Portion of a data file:
============================================================

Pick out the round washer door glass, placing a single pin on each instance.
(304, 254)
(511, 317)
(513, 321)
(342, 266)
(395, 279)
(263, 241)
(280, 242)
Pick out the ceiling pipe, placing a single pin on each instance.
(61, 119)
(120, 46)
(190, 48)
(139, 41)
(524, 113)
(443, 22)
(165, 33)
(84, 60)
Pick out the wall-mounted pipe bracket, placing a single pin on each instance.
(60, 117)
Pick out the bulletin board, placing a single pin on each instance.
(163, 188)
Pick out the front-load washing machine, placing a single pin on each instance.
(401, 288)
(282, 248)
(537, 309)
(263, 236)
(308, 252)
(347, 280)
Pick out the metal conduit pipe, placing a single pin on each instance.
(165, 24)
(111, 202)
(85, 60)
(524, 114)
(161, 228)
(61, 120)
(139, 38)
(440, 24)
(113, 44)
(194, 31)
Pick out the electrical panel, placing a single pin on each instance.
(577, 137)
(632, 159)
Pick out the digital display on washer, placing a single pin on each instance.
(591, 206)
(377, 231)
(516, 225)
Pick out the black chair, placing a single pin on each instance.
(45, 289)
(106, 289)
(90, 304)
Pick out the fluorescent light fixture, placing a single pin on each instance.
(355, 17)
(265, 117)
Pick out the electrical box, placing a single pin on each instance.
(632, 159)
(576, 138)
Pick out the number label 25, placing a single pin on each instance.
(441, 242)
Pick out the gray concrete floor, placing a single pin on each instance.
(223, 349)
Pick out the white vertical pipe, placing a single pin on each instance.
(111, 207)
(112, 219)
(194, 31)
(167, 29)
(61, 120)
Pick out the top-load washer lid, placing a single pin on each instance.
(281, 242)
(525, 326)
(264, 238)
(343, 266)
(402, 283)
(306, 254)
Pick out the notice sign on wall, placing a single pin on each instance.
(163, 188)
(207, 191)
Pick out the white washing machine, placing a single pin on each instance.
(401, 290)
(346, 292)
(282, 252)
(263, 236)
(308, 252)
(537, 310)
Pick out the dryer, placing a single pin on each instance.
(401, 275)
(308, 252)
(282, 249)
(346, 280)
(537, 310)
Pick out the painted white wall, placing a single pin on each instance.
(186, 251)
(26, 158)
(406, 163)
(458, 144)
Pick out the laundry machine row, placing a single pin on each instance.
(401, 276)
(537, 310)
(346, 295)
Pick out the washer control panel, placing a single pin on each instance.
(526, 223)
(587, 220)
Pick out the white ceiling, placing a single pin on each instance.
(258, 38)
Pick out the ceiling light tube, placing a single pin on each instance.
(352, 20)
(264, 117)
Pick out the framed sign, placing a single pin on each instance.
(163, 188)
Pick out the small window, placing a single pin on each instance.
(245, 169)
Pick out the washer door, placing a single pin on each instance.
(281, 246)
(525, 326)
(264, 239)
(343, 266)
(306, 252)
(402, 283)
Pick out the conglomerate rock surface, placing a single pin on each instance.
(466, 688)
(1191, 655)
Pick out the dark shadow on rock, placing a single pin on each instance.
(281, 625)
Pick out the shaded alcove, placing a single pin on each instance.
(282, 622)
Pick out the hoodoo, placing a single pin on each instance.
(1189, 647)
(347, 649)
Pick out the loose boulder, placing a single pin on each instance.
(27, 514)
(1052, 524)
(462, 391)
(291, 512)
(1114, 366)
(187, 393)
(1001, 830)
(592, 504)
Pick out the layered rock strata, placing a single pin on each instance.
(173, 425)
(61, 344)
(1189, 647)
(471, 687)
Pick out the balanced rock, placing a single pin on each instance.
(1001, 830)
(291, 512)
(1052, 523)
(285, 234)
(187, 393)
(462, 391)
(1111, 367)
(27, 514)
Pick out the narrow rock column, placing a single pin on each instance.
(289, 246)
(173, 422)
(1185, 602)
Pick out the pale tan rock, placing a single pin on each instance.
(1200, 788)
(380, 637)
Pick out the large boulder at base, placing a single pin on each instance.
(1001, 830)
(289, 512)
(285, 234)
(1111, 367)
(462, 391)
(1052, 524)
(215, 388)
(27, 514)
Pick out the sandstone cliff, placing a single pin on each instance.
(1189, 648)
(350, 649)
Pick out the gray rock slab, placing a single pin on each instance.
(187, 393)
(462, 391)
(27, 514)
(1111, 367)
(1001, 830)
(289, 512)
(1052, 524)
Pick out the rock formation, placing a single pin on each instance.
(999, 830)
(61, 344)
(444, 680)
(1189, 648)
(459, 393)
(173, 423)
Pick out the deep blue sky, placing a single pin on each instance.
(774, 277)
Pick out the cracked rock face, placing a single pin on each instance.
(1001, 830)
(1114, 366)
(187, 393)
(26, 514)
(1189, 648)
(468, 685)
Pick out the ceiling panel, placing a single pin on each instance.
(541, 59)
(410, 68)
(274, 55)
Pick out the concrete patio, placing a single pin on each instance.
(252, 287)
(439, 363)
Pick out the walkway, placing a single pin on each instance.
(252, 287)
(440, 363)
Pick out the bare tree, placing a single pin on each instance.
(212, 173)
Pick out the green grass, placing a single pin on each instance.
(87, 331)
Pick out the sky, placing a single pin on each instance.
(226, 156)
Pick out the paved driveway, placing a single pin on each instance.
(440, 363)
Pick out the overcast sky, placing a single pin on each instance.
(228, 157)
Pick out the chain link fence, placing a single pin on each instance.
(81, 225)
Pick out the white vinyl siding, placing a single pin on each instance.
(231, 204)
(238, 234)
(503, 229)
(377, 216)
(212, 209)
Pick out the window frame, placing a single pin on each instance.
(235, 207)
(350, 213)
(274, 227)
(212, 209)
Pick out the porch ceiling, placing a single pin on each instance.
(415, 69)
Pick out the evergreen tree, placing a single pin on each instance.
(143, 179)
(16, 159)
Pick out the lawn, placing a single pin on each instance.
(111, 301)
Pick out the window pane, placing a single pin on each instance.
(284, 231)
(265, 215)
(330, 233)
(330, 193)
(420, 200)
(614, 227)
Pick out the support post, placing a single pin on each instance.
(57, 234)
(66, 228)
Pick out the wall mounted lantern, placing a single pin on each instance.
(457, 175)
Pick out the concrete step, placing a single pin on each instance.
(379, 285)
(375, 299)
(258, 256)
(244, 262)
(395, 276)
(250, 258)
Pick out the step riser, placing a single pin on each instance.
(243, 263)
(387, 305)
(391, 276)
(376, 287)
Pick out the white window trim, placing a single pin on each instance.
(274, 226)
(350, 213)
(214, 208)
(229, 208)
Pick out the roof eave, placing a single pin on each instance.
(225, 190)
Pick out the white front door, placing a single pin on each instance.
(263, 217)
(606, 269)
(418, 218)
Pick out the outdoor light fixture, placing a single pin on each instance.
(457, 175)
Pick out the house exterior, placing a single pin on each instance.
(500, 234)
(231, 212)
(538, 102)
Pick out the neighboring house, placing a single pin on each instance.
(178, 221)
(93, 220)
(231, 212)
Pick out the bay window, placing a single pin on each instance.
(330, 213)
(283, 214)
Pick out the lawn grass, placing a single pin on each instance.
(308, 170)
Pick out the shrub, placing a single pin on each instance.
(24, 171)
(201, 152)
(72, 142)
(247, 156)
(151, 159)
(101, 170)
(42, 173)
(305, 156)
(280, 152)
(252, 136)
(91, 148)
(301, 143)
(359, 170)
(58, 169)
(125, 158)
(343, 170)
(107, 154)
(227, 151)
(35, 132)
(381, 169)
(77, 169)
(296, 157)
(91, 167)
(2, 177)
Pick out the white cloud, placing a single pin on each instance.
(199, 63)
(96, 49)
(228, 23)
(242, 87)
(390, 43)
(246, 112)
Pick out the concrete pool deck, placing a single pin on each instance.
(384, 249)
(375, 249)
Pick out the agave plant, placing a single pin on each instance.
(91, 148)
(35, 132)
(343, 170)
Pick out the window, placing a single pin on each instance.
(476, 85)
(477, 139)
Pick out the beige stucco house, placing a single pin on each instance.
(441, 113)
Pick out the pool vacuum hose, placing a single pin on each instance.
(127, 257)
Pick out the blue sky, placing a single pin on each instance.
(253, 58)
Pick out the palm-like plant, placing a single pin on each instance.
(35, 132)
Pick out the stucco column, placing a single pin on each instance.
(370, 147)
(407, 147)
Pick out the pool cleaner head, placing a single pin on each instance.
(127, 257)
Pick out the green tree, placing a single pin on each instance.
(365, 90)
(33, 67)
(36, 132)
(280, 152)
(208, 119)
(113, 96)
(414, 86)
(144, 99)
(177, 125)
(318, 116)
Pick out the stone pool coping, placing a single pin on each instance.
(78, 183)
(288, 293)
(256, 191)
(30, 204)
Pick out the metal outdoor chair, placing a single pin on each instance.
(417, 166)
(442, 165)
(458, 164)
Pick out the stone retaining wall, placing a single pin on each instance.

============================================================

Begin at the line that has "Pick out the stone pool" and copy every line through the end of the entries, requests included, offsetting each pin coordinate by adding 15 to both of its numbers.

Pick out the stone pool coping, placing a single pin on each instance.
(93, 198)
(303, 308)
(271, 206)
(45, 219)
Pick out the metal outdoor chair, placing a single pin on each instance.
(432, 181)
(457, 180)
(473, 179)
Pick out the stone retaining wall, placing a single pin on each instance.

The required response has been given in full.